→ **TEXT SEGMENT**:
start

Saturday, 25 June 2016

What makes Peru unique?


 
Peru, South America.
 
 
 
 
 
 
 
 
 
 
Would you eat a guinea pig?

In many parts of South America, especially Peru, they are considered a delicacy. I’m not sure if I’d eat a rodent, especially since my son had one for a pet when he was a boy. Docile, nervous little creatures, they’re kind of cute. They are called cuyes in Peru. They can be deep fried or grilled, usually split down the middle like a lobster tail, cooked whole. But if you don’t find that appealing, there are other unique foods from Peru.
 

You could try Anticuchos – Quechan for cut stew meat –  marinated in vinegar and spices is a common food amongst street vendors skewered over a grill, mostly made from beef heart.

Or Ceviche – a popular seafood dish. Raw fish cured in citrus juice, usually lemon or lime, and spiced with aji or chili peppers.

Or Pachamanca – from Quechan pacha “earth” manca “pot” – a traditional dish made by baking meats marinated in spices. 

There’s more to Peru than odd dishes.  It is the setting for my newest novel – Wall of War – which will be published in late 2016. Why Peru? I have always been fascinated by the Incan civilization. When I read about Machu Picchu (which is a whole other topic that could be discussed in depth) it led me to discover more of this unique country. In my previous Drake Alexander novel – Dark Side of a Promise – there is a Peruvian family that is an important detail to the novel. This same family is involved in Wall of War and one member is in serious trouble as a result of lost Incan gold.

end

→ **WHAT TO WORK ON**:
A) In the post about Peru, what are guinea pigs called in Peru?
B) Name every Peruvian dish that the post about Peru offers as an alternative to guinea pig.
C) Write the next part of the post about Peru, starting after its last sentence.

→ **DATA PROVIDED**:
start

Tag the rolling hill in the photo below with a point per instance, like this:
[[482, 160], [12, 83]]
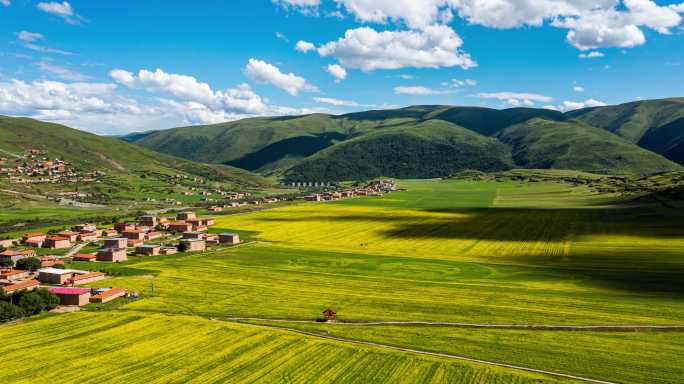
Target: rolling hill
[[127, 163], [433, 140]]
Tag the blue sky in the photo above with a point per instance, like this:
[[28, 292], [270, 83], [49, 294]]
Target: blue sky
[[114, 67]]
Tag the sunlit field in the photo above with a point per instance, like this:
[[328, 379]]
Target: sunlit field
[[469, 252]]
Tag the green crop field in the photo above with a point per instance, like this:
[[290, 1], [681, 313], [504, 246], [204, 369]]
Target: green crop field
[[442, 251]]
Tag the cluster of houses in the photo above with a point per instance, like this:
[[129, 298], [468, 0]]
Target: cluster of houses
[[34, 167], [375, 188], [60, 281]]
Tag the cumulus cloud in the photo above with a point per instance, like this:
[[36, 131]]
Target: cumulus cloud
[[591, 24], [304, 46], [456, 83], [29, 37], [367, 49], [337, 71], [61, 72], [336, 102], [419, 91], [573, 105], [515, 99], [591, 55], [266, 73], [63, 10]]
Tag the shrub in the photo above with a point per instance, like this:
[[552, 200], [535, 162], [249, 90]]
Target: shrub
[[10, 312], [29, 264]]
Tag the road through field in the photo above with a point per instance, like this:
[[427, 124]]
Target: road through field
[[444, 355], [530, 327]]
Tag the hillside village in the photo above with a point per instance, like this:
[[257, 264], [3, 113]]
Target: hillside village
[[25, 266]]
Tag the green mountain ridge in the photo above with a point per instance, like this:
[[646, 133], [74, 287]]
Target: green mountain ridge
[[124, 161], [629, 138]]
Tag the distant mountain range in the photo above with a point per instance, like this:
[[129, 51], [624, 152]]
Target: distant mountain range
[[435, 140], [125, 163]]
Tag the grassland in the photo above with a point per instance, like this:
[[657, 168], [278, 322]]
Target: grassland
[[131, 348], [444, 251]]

end
start

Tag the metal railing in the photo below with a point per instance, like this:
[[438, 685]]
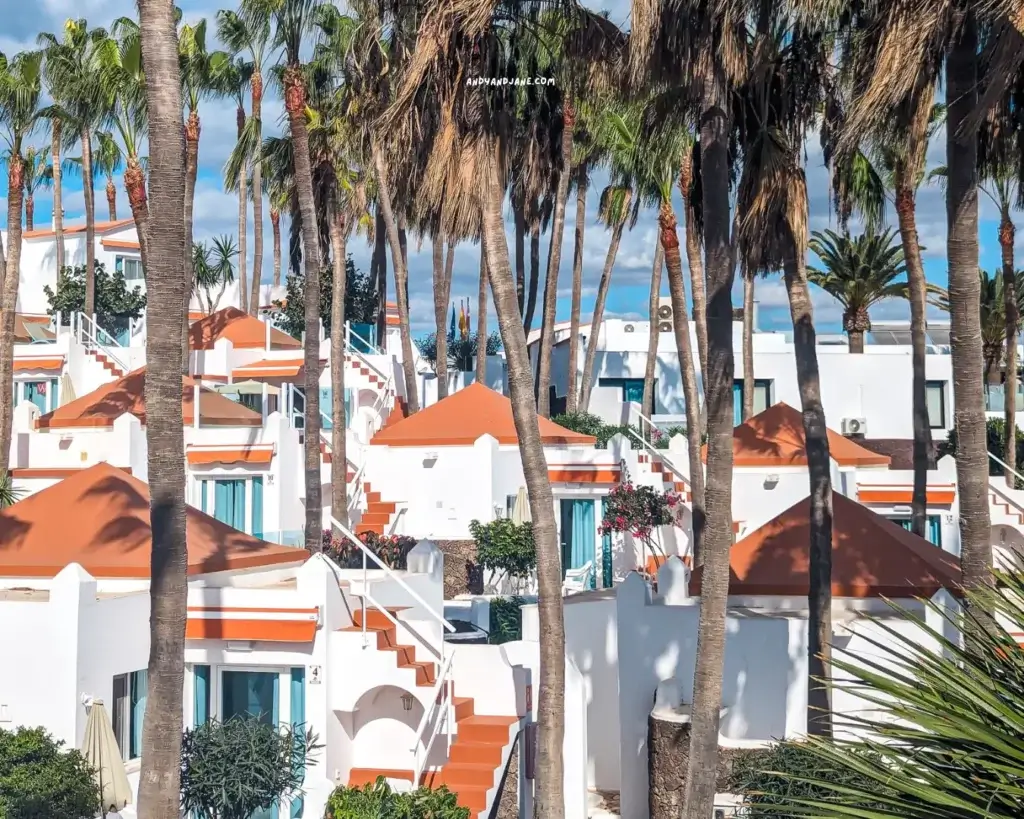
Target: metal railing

end

→ **PER-TASK ANSWERS**:
A) Cuyes.

B) Anticuchos, Ceviche, Pachamanca

C)
 
 
In Pre Columbian Peru, the earliest complex civilization in South America and quite possibly the world, was the Norte Chico Civilization which prospered along the Pacific Ocean between 3000 and 1800 BC. The Incan Empire was the largest state in South America until it was destroyed by the Spanish in the early 1500’s.

 

Peru has many ruins and incredible displays of Incan masonry with rocks fitting so perfect using only sand and water. This example of the famous twelve sided stone shows the incredible workmanship. 
 

The Amazon River originates in the Andes and is one of the world’s most fascinating bodies of water. The world's largest drainage basin which accounts for 20% of the Earth's total river flow discharging as much as 6591 cubic kilometers per annum. 

 
  
 
 
Lake Titicaca in southern Peru is the highest navigable lake in the world and is the largest in South America.
 











Peru is the 6th largest producer of gold in the world

Peru has one of the largest population of shamans, second only to India.











The potato originated in Peru and the country has over 50 varieties.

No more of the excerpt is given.